───── GIVEN RECORDS
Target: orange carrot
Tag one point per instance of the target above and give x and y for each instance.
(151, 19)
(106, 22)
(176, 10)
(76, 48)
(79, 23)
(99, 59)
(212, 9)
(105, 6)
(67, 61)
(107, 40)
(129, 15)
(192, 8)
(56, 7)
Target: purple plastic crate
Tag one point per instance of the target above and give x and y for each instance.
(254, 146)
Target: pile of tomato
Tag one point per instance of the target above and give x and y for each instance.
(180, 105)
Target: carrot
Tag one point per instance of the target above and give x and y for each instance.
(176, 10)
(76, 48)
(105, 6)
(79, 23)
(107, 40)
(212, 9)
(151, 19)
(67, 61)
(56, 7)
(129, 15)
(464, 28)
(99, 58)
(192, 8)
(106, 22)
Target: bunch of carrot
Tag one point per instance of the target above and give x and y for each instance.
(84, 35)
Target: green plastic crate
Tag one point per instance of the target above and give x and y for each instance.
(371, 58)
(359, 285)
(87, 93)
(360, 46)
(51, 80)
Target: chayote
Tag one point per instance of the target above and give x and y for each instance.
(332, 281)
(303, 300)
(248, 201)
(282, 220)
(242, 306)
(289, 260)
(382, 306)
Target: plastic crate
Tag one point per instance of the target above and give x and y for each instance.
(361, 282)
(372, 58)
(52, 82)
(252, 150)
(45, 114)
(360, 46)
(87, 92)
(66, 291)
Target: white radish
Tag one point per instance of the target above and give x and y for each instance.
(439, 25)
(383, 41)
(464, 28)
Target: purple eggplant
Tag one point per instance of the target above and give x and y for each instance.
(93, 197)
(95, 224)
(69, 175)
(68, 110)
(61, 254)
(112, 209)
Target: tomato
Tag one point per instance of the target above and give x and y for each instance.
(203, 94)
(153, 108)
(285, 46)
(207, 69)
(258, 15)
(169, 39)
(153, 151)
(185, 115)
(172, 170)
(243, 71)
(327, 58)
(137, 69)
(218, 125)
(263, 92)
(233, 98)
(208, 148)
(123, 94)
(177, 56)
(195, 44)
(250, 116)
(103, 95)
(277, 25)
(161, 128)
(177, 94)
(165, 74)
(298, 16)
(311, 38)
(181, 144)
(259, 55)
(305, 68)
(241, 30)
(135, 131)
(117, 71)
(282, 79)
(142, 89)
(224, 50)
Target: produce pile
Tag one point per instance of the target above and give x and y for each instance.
──────────
WHAT YOU SHOULD DO: The listing above should be transcribed in full, exactly as written.

THE ANSWER:
Target: orange carrot
Tag one point per instance of the target above and give x and y for each instance.
(151, 19)
(106, 22)
(176, 10)
(76, 48)
(79, 23)
(99, 59)
(212, 9)
(105, 6)
(67, 61)
(107, 40)
(129, 15)
(192, 8)
(56, 7)
Target: purple plastic crate
Tag one point per instance of the target above and give x and y for each instance.
(254, 146)
Target: pile of tomato
Tag one point per instance of the target above and give x and y for each instance.
(180, 105)
Target: carrot
Tag one point per instance of the target above and give x and y for each instance.
(176, 10)
(76, 48)
(105, 6)
(79, 23)
(107, 40)
(212, 9)
(151, 19)
(67, 61)
(56, 7)
(129, 15)
(464, 28)
(99, 58)
(192, 8)
(106, 22)
Target: bunch of carrot
Tag one point per instance of the target above and give x and y for each instance.
(84, 35)
Target: green plastic crate
Tag one point per instance of the target above and give x and y for each instance.
(371, 58)
(359, 285)
(87, 93)
(360, 46)
(51, 80)
Target: chayote
Tag one point per instance of the target above and give x and y for each instance.
(332, 281)
(303, 300)
(248, 201)
(282, 220)
(242, 306)
(289, 260)
(382, 306)
Target: plastic crate
Tag one point per instance of the target above and give x and y for each instance.
(361, 282)
(372, 58)
(52, 82)
(252, 150)
(45, 114)
(360, 46)
(87, 92)
(66, 291)
Target: white radish
Tag one point per instance of the target above and give x and y for each instance.
(439, 25)
(383, 41)
(464, 28)
Target: purple eggplant
Tag one point per instance of the target above and give x and y for each instance.
(93, 197)
(95, 224)
(69, 175)
(68, 110)
(61, 254)
(112, 209)
Target: tomato
Tag one point per instance of the target above and give x and y for each instance.
(203, 94)
(153, 108)
(285, 46)
(207, 69)
(258, 15)
(169, 39)
(153, 151)
(185, 115)
(172, 170)
(243, 71)
(327, 58)
(137, 69)
(218, 125)
(263, 92)
(233, 98)
(208, 148)
(123, 94)
(177, 56)
(195, 44)
(250, 116)
(103, 95)
(277, 25)
(161, 128)
(177, 94)
(165, 74)
(298, 16)
(311, 38)
(181, 144)
(259, 55)
(305, 68)
(241, 30)
(135, 131)
(117, 71)
(282, 79)
(142, 89)
(224, 50)
Target: produce pile
Tag one point per instance of the target above and give x and y for each instance.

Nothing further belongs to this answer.